**The exercise:** Copy every entry exactly.
****************
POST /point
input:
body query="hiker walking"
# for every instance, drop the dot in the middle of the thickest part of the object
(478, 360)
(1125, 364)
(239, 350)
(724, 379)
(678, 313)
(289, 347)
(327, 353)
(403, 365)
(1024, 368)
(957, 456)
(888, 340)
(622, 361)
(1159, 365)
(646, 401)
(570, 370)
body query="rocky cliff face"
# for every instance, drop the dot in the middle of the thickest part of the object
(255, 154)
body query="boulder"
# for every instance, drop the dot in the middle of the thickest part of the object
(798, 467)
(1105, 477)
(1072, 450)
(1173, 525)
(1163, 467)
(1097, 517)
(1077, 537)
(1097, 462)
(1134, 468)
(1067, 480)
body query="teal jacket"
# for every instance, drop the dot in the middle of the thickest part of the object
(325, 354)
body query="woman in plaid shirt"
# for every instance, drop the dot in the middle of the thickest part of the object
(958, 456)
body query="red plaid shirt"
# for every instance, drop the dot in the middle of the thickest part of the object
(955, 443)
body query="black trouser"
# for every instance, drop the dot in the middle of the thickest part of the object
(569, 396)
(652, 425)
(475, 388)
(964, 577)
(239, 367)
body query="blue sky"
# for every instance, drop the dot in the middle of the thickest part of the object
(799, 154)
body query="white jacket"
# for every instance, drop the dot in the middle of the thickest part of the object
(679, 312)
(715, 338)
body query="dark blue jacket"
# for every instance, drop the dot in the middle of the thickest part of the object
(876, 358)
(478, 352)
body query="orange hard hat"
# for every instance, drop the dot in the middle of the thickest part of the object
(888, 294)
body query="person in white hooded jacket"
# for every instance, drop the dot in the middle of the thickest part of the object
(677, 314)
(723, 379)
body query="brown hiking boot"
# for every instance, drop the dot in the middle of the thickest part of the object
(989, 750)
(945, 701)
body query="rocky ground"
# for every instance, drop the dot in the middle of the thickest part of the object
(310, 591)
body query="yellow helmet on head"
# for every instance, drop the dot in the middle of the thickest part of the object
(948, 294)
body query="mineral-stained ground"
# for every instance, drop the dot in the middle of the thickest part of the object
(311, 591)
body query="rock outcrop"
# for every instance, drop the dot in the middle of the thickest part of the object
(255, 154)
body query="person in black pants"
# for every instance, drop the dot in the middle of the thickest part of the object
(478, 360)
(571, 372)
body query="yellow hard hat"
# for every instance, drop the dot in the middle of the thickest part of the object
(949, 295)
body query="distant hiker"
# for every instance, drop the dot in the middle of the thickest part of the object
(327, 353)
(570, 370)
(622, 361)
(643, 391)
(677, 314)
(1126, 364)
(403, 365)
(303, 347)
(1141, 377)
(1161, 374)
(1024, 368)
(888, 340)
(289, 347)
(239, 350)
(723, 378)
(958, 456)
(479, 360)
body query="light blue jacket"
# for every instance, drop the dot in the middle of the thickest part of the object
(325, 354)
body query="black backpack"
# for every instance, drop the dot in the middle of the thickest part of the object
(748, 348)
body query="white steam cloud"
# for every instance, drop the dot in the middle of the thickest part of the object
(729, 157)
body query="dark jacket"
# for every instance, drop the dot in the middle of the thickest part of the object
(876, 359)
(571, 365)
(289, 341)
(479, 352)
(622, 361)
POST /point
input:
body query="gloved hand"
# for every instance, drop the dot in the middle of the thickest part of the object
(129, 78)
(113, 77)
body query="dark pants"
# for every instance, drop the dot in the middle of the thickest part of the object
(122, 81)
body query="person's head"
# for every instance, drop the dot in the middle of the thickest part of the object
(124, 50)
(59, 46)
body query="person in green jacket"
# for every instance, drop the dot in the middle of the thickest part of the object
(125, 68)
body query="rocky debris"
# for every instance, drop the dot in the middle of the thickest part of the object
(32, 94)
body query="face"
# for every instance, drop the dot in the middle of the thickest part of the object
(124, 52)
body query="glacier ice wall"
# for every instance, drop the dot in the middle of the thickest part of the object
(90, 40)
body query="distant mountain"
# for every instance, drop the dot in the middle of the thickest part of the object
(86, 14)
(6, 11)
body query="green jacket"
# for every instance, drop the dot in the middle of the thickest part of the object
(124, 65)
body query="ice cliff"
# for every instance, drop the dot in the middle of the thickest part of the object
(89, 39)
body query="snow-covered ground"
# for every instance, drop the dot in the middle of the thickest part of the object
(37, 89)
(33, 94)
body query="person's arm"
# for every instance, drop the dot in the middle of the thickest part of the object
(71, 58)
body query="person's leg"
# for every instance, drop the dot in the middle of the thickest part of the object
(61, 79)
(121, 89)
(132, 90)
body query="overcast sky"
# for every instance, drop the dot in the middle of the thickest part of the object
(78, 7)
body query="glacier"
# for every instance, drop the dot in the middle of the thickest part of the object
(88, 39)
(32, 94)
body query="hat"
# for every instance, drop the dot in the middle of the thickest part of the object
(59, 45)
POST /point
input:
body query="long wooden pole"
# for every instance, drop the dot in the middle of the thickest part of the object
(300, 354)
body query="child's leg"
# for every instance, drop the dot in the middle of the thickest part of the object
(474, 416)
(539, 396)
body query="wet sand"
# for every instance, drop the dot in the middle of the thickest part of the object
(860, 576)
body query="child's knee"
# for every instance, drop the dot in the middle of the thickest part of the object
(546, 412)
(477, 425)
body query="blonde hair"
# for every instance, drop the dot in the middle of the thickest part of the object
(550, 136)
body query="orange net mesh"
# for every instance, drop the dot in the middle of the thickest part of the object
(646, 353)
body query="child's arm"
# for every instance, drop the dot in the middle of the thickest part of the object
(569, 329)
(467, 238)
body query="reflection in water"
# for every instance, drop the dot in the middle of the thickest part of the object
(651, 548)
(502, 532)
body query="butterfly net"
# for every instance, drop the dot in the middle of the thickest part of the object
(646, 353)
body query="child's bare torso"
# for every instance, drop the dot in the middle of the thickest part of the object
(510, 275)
****************
**Finished exercise:**
POST /point
input:
body query="hiker walking"
# for every instance, drop the dot in the middle of the thickest part of the object
(478, 360)
(1125, 364)
(239, 350)
(724, 379)
(678, 313)
(289, 347)
(327, 353)
(403, 365)
(1024, 368)
(957, 456)
(888, 340)
(622, 361)
(1159, 365)
(646, 401)
(570, 370)
body query="rocky cliff face"
# for every instance, drop the dot in the middle of the thickest part of the object
(255, 154)
body query="boulder"
# for every instance, drop the dot in the middle of the thickest part of the object
(798, 467)
(1105, 477)
(1072, 450)
(1173, 525)
(1163, 467)
(1097, 517)
(1077, 537)
(1097, 462)
(1134, 468)
(1067, 480)
body query="teal jacket"
# for every instance, drop the dot in the middle of the thickest part of the object
(325, 354)
body query="woman in plaid shirt"
# for every instance, drop the dot in the middle of the thickest part of the object
(958, 456)
body query="red plaid shirt"
# for every instance, drop the dot in the middle of the thickest part of the object
(955, 443)
body query="black trouser"
# for every instance, drop the dot in the middle of the thickest part of the object
(569, 396)
(652, 425)
(475, 388)
(964, 577)
(239, 367)
body query="blue sky"
# for every instance, drop the dot in the middle of the thickest part of the object
(799, 154)
body query="white jacket"
# for every instance, drop the dot in the middle of the thickest part of the object
(679, 312)
(715, 338)
body query="dark blue jacket"
# for every instance, drop the dot in the middle of the thickest part of the object
(876, 358)
(478, 352)
body query="orange hard hat"
# for every instance, drop the dot in the middle of the thickest part of the object
(888, 294)
body query="person in white hooded jacket"
# for every instance, drop the dot in the middle of the thickest part of the object
(677, 314)
(723, 379)
body query="brown hiking boot"
# for every instance, drop the dot in the middle of the thickest part of the object
(989, 750)
(945, 701)
body query="rocky ground"
# for every instance, drop the dot in the middle of the thickest part of the object
(310, 591)
body query="yellow helmet on head"
# for every instance, drop the dot in the middle of the thickest part of the object
(948, 294)
body query="mineral-stained ground"
# for every instance, drop the dot in the middle of the thickest part of the object
(311, 591)
body query="rock outcrop"
# for every instance, drop the dot in the middle of the thickest part of the object
(255, 154)
body query="person in black pants"
# for every instance, drop the dot in the middle of the thickest part of the object
(478, 360)
(571, 372)
body query="yellow hard hat"
# for every instance, drop the dot in the middle of the thickest part of the object
(949, 295)
body query="distant hiker"
# for every instance, drop the dot in the middle of the thickest part of the object
(327, 353)
(570, 370)
(622, 361)
(643, 391)
(677, 314)
(1126, 364)
(403, 365)
(303, 347)
(1141, 377)
(1161, 374)
(1024, 368)
(888, 340)
(289, 347)
(239, 350)
(723, 378)
(958, 456)
(479, 360)
body query="light blue jacket"
# for every instance, drop the dot in the middle of the thickest part of the object
(325, 354)
body query="black backpack"
# for every instance, drop the dot in the middle of the thickest part of the object
(748, 348)
body query="white steam cloud"
# for every instance, drop the dot in the middle of the thickest part of the object
(729, 157)
body query="dark jacket"
# for every instance, drop the dot in the middle of the thickest part of the object
(876, 359)
(571, 365)
(289, 341)
(479, 352)
(622, 361)
POST /point
input:
body query="gloved hand"
# for every instance, drop the dot in the middle of the thickest part of the object
(129, 78)
(113, 77)
body query="dark pants"
# for every instance, drop the dot in the middle of the thickest part of the object
(122, 81)
body query="person's head"
# for every instance, drop the dot in the middle of the thickest part of the object
(124, 50)
(59, 46)
body query="person in green jacket"
# for every instance, drop the dot in the middle of the thickest part of the object
(125, 68)
body query="rocky debris"
# for every instance, drop the dot in the middle of the thickest part of the object
(32, 94)
body query="face"
# for every instance, drop the dot in the middle of the thickest part of the object
(124, 52)
body query="glacier ice wall"
# for every instance, drop the dot in the middle of the thickest part of the object
(90, 40)
body query="distant mountain"
# for every instance, drop the dot in the middle of the thickest part of the object
(86, 14)
(6, 11)
body query="green jacket"
# for every instance, drop the dot in the middle of the thickest part of the object
(124, 65)
body query="ice cliff"
# for every instance, drop the dot in the middle of the thickest part of the object
(89, 39)
body query="snow-covered ground"
# for every instance, drop the dot in the middle of the thickest part of the object
(37, 89)
(33, 94)
body query="person's arm"
# for every instance, drop the dot in the middle of the thickest part of the object
(71, 58)
body query="person's leg"
# for every instance, drop the dot in the middle of the thickest part of the object
(61, 79)
(121, 89)
(132, 90)
body query="overcast sky"
# for every instance, drop the dot in the middle of the thickest part of the object
(78, 7)
body query="glacier"
# for every instance, drop the dot in the middle of the thickest part of the object
(88, 39)
(32, 94)
body query="hat"
# for every instance, drop the dot in the middle of the thickest part of the object
(59, 45)
POST /point
input:
body query="long wooden pole"
# for every instance, drop the dot in the middle of the thickest part of the object
(300, 354)
body query="child's leg"
# for every instance, drop the dot in the middle of the thickest part of the object
(474, 416)
(539, 396)
body query="wet sand"
# for every instance, drop the dot in the middle of the thickest part of the object
(860, 576)
body query="child's knee"
# for every instance, drop the dot in the middle of the thickest part of the object
(546, 412)
(477, 425)
body query="blonde hair"
# for every instance, drop the dot in the middle of the thickest part of the object
(550, 136)
body query="orange net mesh"
# for every instance, drop the dot in the middle of the thickest part of the object
(646, 353)
body query="child's arm"
# for every instance, drop the dot in the middle of the thickest part of the object
(569, 329)
(467, 238)
body query="reflection in water"
# for every instance, drop the dot in the middle of the thickest part of the object
(651, 548)
(502, 532)
body query="butterfly net"
# for every instance, drop the dot in the middle of the thickest part of the object
(646, 353)
body query="child's bare torso"
# for every instance, drop the dot in the middle of the thickest part of the object
(510, 275)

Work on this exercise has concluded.